▶ **Given problem**
Treat the line containing "Task: Indicate the yellow" as the first line and the final line of the material below as the last; reproduce that range exactly.

━━━━━ Records shown

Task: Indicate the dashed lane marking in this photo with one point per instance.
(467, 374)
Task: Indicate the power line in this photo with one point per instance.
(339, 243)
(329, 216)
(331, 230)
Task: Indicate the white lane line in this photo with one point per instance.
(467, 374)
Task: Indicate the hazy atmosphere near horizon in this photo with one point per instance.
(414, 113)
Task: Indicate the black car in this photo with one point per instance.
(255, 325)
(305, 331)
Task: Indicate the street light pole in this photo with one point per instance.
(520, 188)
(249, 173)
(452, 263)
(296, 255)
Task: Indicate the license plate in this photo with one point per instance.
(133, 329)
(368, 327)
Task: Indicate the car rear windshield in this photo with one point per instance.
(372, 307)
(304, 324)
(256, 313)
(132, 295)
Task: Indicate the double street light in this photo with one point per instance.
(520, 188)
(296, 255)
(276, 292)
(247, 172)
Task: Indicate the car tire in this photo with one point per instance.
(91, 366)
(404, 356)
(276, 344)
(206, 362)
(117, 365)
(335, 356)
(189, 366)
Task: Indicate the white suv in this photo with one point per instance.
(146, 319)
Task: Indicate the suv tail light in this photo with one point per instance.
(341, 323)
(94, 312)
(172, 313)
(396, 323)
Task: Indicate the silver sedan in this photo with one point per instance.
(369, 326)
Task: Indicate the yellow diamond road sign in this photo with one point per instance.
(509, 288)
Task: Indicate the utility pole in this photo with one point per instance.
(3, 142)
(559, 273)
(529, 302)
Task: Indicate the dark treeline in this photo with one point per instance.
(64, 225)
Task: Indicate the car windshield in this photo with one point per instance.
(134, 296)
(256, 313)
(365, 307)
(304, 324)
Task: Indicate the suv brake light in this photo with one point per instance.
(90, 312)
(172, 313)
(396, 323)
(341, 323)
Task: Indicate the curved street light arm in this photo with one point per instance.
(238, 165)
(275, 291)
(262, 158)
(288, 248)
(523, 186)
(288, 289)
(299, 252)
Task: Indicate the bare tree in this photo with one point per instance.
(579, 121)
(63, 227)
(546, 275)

━━━━━━━━━━

▶ **Answer in full**
Task: Indicate the yellow diamond road sign in this photo with one point per instance.
(509, 288)
Task: Indicate the utility pole in this photo with one point per instance.
(3, 142)
(559, 273)
(529, 302)
Task: Indicate the dark treeline in this photo with one point per instance.
(64, 225)
Task: Indicate the car windshield in this photo with one point per instance.
(134, 296)
(256, 313)
(365, 307)
(304, 324)
Task: Indicate the suv brake light in this photo with one point per instance.
(90, 312)
(172, 313)
(396, 323)
(341, 323)
Task: Indicate the curved street light arm in this photo with one point per instance.
(238, 165)
(275, 291)
(262, 158)
(288, 248)
(523, 186)
(288, 289)
(299, 252)
Task: Indicate the bare tree in this photo with one point per instance.
(579, 121)
(63, 227)
(546, 275)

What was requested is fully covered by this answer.